**Written instruction**
Below are records; transcribe only the line with "Please annotate the white crosswalk" and those after it, through the last line, without any change.

## Start Dataset records

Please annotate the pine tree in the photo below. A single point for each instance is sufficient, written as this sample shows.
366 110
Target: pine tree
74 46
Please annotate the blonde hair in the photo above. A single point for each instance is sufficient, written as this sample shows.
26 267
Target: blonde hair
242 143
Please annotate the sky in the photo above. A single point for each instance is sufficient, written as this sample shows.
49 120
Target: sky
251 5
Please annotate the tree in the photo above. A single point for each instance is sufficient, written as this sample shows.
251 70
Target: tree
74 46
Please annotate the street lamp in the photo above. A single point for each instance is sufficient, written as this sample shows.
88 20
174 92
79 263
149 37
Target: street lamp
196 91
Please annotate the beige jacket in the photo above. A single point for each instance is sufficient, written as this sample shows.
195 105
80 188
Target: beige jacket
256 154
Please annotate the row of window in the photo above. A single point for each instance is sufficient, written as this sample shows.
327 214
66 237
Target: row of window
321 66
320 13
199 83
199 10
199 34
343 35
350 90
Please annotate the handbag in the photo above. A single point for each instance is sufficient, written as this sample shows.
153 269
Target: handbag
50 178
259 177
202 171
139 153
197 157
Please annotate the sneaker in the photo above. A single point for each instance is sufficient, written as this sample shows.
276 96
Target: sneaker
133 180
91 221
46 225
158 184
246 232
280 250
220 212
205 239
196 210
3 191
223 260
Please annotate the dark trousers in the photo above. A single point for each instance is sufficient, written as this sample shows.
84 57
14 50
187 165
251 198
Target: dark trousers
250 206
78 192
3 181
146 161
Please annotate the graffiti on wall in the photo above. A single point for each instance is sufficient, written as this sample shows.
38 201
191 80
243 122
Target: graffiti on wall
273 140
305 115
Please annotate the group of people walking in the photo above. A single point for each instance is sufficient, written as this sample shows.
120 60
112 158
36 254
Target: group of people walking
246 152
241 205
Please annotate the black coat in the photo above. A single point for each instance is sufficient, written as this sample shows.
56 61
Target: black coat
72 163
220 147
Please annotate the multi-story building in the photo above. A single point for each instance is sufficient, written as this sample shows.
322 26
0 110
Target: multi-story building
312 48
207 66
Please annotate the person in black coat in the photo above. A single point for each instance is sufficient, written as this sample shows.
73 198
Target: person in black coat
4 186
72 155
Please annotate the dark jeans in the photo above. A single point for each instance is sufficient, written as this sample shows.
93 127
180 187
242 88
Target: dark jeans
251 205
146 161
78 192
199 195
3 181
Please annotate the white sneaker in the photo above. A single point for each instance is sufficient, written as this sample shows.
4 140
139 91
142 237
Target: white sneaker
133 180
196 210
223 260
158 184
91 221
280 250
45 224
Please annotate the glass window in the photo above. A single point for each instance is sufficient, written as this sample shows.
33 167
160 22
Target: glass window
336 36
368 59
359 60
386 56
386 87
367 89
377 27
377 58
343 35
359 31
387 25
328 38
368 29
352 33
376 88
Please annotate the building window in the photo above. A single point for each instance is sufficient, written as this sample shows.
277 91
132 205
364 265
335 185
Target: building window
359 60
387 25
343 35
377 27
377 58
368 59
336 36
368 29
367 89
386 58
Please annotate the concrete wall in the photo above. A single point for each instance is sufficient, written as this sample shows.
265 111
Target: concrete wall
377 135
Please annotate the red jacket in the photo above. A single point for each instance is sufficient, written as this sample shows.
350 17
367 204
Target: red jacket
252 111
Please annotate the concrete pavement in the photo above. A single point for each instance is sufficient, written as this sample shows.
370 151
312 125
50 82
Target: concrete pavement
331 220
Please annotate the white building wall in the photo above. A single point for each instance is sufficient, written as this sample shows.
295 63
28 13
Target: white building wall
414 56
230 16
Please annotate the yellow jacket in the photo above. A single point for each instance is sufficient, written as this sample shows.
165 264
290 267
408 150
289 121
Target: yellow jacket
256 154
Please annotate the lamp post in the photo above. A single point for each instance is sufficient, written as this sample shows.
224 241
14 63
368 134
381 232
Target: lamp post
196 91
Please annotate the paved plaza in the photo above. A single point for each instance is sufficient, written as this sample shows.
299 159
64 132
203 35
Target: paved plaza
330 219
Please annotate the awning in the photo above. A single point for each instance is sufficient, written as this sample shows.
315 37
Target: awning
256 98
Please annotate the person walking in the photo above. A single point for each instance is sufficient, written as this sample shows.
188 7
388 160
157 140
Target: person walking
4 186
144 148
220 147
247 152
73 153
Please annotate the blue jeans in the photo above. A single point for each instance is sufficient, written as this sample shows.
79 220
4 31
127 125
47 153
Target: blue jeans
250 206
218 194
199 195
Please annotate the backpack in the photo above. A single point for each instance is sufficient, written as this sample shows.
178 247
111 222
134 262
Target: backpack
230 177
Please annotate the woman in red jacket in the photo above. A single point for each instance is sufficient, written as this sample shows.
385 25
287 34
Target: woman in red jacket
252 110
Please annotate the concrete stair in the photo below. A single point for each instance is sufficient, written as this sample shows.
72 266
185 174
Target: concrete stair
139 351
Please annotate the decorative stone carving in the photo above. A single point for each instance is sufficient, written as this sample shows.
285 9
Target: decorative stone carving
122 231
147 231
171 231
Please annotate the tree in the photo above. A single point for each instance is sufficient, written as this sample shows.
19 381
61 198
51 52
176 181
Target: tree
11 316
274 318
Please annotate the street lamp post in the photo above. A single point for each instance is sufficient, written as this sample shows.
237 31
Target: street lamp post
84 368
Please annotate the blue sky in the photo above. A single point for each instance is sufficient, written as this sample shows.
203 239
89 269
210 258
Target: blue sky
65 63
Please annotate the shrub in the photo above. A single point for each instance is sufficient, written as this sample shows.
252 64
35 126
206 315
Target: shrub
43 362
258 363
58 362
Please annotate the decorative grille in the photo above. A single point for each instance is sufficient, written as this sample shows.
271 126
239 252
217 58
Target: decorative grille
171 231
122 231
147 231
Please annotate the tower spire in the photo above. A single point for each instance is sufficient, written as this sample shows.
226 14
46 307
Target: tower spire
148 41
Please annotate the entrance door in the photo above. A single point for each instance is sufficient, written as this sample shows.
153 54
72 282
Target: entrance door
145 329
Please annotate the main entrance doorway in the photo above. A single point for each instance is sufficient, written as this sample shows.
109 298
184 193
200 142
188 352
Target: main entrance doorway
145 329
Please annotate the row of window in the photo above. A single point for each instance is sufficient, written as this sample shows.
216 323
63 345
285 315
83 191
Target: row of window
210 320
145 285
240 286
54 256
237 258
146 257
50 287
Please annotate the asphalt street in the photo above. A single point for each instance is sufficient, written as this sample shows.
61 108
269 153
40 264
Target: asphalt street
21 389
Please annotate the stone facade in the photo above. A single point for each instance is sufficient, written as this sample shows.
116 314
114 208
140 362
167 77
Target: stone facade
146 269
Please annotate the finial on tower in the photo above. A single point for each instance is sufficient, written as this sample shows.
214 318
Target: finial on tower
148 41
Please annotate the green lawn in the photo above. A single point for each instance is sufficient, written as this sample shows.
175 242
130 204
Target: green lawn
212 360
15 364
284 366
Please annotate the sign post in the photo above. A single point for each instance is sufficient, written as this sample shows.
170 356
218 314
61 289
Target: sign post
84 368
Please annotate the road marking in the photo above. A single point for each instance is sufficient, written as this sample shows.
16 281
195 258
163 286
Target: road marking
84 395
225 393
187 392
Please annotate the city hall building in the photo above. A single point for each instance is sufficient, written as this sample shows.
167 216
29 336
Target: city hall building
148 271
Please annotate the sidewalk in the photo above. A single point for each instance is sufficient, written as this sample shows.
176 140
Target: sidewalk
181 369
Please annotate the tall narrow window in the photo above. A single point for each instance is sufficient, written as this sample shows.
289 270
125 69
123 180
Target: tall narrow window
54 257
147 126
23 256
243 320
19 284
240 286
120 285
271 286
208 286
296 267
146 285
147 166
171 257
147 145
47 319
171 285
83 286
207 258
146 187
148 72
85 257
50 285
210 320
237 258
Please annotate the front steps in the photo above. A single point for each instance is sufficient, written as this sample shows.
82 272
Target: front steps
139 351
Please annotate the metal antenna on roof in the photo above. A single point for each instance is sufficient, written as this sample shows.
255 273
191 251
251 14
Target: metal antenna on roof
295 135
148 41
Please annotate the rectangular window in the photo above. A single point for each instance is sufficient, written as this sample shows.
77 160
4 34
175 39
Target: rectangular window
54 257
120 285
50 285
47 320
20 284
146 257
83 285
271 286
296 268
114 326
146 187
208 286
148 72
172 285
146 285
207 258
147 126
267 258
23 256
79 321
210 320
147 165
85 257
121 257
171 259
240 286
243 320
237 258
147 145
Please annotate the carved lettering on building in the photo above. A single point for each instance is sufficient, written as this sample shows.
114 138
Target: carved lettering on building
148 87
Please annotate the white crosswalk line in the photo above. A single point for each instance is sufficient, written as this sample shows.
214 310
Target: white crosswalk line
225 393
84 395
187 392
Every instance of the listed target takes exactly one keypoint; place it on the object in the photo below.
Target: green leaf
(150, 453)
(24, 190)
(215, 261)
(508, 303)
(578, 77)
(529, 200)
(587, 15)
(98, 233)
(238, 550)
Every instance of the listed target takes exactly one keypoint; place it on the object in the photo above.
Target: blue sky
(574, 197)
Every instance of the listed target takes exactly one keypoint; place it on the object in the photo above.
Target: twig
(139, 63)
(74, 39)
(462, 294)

## End Dataset records

**Result of the task**
Please annotate the white crosswalk line in the photo above. A single point for each instance is sufficient, written as this sample shows.
214 310
Target: white crosswalk line
225 393
84 395
187 392
Every instance of the listed target takes exactly one keypoint; place it on the object in the photo below.
Target: green leaf
(150, 453)
(24, 190)
(215, 261)
(508, 303)
(578, 77)
(529, 200)
(587, 15)
(98, 233)
(238, 550)
Every instance of the listed target takes exactly one keypoint; place it on the object in the photo above.
Target: blue sky
(574, 197)
Every instance of the listed target takes exactly one keypoint; place it on the object in the photo above.
Target: twig
(139, 63)
(74, 39)
(462, 294)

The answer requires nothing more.